INSTRUCTIONS TO FOLLOW: Reproduce every one of the rows below word for word, changing nothing.

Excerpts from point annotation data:
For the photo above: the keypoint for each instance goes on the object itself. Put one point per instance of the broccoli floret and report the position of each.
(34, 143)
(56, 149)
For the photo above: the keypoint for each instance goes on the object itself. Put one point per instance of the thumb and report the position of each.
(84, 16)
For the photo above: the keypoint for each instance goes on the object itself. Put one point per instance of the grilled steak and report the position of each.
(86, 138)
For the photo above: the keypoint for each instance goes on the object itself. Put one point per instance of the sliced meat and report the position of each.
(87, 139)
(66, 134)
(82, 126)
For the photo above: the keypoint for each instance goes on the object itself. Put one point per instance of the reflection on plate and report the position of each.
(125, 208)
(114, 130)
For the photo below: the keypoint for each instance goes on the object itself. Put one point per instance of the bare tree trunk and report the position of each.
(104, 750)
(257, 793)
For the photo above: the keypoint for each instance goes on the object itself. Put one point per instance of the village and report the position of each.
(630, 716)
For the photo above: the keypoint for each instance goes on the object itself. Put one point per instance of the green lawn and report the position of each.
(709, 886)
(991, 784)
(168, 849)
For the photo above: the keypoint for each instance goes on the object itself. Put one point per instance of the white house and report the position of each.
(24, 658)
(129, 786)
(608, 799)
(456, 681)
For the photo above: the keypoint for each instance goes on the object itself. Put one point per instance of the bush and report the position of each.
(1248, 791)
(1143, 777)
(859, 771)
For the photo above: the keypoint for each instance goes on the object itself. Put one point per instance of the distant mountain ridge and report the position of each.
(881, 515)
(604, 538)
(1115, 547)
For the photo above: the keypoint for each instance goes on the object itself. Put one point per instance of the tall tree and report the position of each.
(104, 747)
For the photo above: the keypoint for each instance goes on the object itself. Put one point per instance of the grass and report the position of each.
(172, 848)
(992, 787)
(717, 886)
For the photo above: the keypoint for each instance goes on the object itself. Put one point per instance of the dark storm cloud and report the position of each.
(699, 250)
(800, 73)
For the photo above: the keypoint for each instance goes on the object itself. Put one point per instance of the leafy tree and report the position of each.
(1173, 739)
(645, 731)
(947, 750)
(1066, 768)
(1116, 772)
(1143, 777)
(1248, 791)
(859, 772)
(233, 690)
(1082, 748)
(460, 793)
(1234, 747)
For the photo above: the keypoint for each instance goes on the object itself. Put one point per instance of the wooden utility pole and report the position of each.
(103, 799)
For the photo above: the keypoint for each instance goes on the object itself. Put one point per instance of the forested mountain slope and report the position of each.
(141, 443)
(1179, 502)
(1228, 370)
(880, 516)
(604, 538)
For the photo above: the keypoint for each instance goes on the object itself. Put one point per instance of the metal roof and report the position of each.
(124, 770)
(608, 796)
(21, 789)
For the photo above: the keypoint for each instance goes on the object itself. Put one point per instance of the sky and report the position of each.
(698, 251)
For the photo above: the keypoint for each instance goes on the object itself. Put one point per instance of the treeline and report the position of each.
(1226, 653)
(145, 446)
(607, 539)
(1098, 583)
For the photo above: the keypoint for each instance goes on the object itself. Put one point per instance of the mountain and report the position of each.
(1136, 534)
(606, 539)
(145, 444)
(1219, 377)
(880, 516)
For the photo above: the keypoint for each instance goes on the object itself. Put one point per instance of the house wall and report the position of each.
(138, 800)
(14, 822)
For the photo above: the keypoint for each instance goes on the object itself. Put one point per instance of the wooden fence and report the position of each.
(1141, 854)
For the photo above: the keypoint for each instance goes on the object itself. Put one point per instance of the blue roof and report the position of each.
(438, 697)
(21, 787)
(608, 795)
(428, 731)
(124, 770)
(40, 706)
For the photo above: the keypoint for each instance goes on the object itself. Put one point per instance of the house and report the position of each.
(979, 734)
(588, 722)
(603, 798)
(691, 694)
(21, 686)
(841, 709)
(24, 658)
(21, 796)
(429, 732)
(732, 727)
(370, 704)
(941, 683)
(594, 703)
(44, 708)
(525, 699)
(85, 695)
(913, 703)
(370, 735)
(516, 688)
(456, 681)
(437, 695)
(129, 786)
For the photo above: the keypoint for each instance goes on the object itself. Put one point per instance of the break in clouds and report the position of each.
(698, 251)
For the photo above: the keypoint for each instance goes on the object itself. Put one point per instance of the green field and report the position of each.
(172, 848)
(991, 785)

ANSWER TO THIS TASK:
For the photo above: the keypoint for each instance goes on the object itself. Put one point per instance of the broccoli floret and report the position of each.
(34, 143)
(56, 149)
For the photo above: the keypoint for each instance goes on the object itself. Put one point per instance of the thumb and report the position of each.
(84, 16)
For the photo above: the keypoint for each instance goes on the object itself. Put one point per instance of the grilled steak and report the position of each.
(86, 138)
For the photo above: the keypoint for each instance goes on the object itself. Put one point per instance of the sliced meat and report the position of each.
(87, 139)
(66, 134)
(82, 126)
For the photo above: the keypoint for each instance goes on the object itself. Put one point per instance of the reflection on plate and report the position of each.
(125, 208)
(114, 130)
For the photo below: the keypoint for each instance goes on the object itself. Put one point per instance of the bare tree trunk and report the position of each.
(104, 750)
(257, 793)
For the photo above: the keypoint for each instance goes on the object itself. Put one point per instance of the village and report the position of each.
(630, 716)
For the photo above: the keypoint for each instance goes on the object itself. Put one point per instance of the green lawn and report the position of each.
(709, 886)
(991, 784)
(168, 849)
For the photo above: the keypoint for each instance goes on the object itself. Put one point per instance of the white house and report the position of each.
(24, 658)
(129, 786)
(608, 799)
(456, 681)
For the photo above: the keypoint for each instance goes on the object itself. Put one point per instance of the bush and report the position of each.
(1248, 791)
(1143, 777)
(859, 771)
For the photo above: the keypoint for each instance goes on the object itself. Put one point per instance of the distant mountain ridge and report the position of each.
(881, 515)
(604, 538)
(1115, 547)
For the photo above: the keypoint for each instance goes on the object itself. Put one point per instance of the tall tree and report the position of each.
(104, 747)
For the photo above: the keypoint for each instance goes on the object itself. Put one point per instance of the grass and report the position of each.
(172, 848)
(992, 787)
(717, 886)
For the photo above: the keypoint for each instance goes on the object itself. Put one point per instance of the dark storm cloud and report the position of each.
(699, 250)
(800, 73)
For the photo above: the keypoint for each instance goes on the object itself. Put one point per instance of the leafy tree and report the position of each.
(1173, 739)
(645, 731)
(947, 750)
(1066, 768)
(1116, 772)
(1143, 777)
(1248, 791)
(859, 772)
(233, 690)
(1082, 748)
(460, 793)
(1234, 747)
For the photo above: the keypoint for each instance goes on the object itself. Put one point per instance of the wooden utility pole and report the position of each.
(103, 799)
For the photo above: the keypoint for each instance goes on the object itself. Put one point per instance of the forested mountain slope and report the position of each.
(141, 443)
(1179, 502)
(1228, 370)
(880, 516)
(604, 538)
For the photo above: the keypoint for each instance goes on the object itself. Put one point per instance of the metal roof and report the position of each.
(124, 770)
(608, 796)
(21, 789)
For the photo above: the keypoint for each instance goes on the object itself. Put one point per instance of the sky and report the position of each.
(698, 251)
For the photo above: the keypoint for each instance goes on the object itself. Put one point per instance of the treeline and report the position of each.
(1226, 653)
(145, 446)
(607, 539)
(1098, 583)
For the photo above: the keypoint for each instance goes on the object itself. Put one point per instance of the mountain and report the position of each.
(1136, 534)
(606, 539)
(145, 444)
(1219, 377)
(880, 516)
For the photo above: the keypoint for each instance goes on the object itself. Put one point per instance of the house wall and report the position of each.
(138, 800)
(14, 822)
For the photo above: the keypoint for each instance goes on the object itself. Put one point per instance of the wooden fence and report the position of each.
(1141, 854)
For the photo above: the keypoint for each instance goes on the object itself. Put one point per instance of the blue roof and report the position of each.
(438, 697)
(21, 787)
(608, 795)
(428, 731)
(124, 770)
(40, 706)
For the photo above: the keypoint for each instance goes on the object itself. Put one point per instance of the house and report the position of each.
(979, 734)
(588, 722)
(603, 798)
(691, 694)
(21, 686)
(841, 709)
(24, 658)
(21, 796)
(429, 732)
(732, 727)
(370, 704)
(941, 683)
(594, 703)
(44, 708)
(525, 699)
(85, 695)
(913, 703)
(370, 735)
(516, 688)
(456, 681)
(437, 695)
(129, 786)
For the photo above: the keypoint for each instance goes on the object itself. Put one point per instance of the break in clouds and report the position of each.
(698, 251)
For the photo above: the keypoint for each instance goes on the object itself. Put one point per instance of the green field and report the position of each.
(172, 848)
(991, 785)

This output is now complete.